### Provided passage
○ ○ ○

Drug possession refers to the holding of an illegal substance for personal use or to sell. If someone is facing drug possession charges in Florida, the penalties can be stiff, depending on the type and amount of substance.
To help fight charges, defense attorneys may use one of the common defense tactics to argue the case.
Possession charges and penalties
According to the Florida Statutes, most drug charges are felonies, with the exception of recreational marijuana. Medical marijuana is legal, but recreational is not. If someone is possessing less than 20g of marijuana, it is a first degree misdemeanor. Otherwise, it is a third degree felony. Other third degree felonies are for less than 28 g of cocaine, less than 4g of heroin, less than 1 g of LSD and less than 10g of ecstasy. It is a first degree felony for higher amounts.
For a first degree misdemeanor, penalties include court costs and up to one year in jail. The maximum penalty for a third degree felony conviction is five years in prison. For a first degree felony, the maximum is 30 years in prison and $250,000 in fines, and certain possessed drugs require mandatory minimums.
According to FindLaw, one common defense for drug possession is unlawful search and seizure, in which law enforcement officers violated the defendant’s Fourth Amendment rights. Another common defense strategy is to deny the drugs were the defendant’s.
The attorney may argue that the substance is not what the prosecutor says, which requires a lab analysis and a court testimony by the analyst that it is actually the illegal drug. If the drugs are missing, due to mishandling or too many transfers, there is a good chance the judge will dismiss the case.

○ ○ ○

(Dataset entries)
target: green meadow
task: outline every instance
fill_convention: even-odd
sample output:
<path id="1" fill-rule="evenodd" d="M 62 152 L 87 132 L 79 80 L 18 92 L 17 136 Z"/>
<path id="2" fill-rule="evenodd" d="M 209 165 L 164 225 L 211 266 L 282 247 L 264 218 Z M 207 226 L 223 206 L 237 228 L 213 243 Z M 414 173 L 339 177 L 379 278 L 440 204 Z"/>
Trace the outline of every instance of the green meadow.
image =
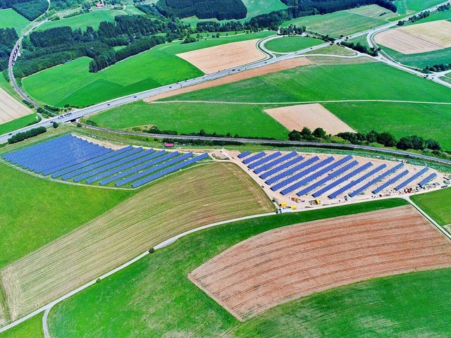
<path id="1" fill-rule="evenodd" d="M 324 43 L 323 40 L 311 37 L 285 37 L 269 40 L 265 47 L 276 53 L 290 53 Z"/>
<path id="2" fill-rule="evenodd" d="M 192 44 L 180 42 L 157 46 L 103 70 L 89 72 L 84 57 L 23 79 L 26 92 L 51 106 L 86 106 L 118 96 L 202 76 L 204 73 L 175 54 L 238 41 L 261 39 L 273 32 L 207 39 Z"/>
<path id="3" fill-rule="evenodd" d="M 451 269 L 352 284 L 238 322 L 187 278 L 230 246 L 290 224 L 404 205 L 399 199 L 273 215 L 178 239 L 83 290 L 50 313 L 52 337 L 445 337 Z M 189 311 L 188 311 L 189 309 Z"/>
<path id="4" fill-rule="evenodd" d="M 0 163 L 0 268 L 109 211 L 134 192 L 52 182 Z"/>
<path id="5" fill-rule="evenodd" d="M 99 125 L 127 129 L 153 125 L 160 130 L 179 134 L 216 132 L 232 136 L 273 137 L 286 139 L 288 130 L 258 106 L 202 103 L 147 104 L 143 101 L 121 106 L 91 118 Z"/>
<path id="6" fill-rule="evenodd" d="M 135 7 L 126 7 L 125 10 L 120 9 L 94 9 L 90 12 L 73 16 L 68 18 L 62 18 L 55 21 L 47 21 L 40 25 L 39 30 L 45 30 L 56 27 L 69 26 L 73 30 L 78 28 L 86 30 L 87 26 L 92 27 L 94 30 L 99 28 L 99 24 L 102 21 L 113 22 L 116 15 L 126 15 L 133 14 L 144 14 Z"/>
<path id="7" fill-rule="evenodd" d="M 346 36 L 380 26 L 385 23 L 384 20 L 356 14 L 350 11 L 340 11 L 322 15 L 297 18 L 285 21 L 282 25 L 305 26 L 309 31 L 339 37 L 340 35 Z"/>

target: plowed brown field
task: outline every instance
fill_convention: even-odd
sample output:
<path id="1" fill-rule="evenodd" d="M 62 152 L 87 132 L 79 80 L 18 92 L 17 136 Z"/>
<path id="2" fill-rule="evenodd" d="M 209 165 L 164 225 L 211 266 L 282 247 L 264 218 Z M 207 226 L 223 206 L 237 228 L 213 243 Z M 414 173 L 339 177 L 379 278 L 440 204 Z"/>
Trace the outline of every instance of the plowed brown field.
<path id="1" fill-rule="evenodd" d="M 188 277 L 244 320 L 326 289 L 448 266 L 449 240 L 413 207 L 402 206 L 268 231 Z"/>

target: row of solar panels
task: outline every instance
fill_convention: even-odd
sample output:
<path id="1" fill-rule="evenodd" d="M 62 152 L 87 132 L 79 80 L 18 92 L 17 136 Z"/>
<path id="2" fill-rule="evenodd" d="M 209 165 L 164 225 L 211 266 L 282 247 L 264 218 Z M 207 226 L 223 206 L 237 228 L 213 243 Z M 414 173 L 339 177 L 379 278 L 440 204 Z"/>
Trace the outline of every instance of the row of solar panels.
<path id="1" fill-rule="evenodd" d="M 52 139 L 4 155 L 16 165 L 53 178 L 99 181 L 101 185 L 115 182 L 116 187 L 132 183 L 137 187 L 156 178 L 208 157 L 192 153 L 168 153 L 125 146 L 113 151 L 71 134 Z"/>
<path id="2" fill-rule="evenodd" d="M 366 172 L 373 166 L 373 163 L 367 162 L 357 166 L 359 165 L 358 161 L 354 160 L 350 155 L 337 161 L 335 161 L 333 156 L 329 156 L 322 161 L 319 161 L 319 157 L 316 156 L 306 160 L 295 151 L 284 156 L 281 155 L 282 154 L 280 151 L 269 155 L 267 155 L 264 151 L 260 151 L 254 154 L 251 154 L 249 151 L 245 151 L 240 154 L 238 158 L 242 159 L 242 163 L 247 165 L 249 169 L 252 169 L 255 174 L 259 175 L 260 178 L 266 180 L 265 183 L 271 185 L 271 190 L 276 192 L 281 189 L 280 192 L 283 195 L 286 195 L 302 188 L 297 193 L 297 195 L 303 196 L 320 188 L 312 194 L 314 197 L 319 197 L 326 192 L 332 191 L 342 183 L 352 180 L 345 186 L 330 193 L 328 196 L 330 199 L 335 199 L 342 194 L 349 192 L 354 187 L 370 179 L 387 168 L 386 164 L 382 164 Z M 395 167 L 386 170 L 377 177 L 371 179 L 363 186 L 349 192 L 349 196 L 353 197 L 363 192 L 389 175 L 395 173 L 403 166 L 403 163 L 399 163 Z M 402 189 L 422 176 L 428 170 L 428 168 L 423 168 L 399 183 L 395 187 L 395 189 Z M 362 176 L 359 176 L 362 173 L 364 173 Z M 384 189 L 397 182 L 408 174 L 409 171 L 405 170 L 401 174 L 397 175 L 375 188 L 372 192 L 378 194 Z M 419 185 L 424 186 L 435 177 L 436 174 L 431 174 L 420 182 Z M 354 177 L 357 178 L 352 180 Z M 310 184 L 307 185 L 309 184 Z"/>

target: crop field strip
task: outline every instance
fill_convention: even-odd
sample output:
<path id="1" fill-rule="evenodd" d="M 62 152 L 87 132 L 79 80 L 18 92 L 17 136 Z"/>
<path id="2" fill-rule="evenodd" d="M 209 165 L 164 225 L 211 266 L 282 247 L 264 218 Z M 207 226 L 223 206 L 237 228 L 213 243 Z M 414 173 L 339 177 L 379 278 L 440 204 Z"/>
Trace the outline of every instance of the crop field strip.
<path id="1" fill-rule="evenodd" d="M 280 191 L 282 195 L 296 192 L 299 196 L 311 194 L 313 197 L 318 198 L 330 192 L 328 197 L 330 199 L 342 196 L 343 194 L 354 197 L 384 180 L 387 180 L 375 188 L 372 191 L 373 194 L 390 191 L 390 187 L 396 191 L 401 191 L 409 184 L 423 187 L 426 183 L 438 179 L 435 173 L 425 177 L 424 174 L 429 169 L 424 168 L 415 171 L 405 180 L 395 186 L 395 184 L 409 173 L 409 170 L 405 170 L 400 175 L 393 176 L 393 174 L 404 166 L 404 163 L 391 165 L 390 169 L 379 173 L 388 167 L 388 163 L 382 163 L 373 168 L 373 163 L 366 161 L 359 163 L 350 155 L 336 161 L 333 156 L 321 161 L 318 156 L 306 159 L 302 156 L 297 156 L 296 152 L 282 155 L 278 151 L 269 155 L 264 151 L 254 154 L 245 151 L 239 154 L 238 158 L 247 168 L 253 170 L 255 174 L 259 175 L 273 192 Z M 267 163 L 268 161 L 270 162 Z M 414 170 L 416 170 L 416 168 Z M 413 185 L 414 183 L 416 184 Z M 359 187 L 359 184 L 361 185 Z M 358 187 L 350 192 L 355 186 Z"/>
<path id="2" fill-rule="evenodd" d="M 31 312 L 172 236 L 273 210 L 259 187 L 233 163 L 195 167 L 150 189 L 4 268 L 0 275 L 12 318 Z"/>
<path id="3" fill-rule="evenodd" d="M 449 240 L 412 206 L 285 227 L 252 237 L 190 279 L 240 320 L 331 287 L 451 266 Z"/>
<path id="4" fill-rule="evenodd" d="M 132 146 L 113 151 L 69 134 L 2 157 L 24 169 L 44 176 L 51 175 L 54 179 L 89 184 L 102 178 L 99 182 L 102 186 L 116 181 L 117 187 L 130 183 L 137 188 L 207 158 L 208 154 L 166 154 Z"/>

○ ○ ○

### Set of tasks
(A) From the passage on Florida drug possession, reproduce the stretch from "Possession charges and" through "for higher amounts." word for word.
(B) Condense the paragraph of the passage on Florida drug possession that begins "For a first degree misdemeanor" into a short bulleted list that keeps its main facts.

### Numbered responses
(A)
Possession charges and penalties
According to the Florida Statutes, most drug charges are felonies, with the exception of recreational marijuana. Medical marijuana is legal, but recreational is not. If someone is possessing less than 20g of marijuana, it is a first degree misdemeanor. Otherwise, it is a third degree felony. Other third degree felonies are for less than 28 g of cocaine, less than 4g of heroin, less than 1 g of LSD and less than 10g of ecstasy. It is a first degree felony for higher amounts.

(B)
- First degree misdemeanor: court costs and up to one year in jail.
- Third degree felony: up to five years in prison.
- First degree felony: up to 30 years in prison and $250,000 in fines, with mandatory minimums for certain drugs.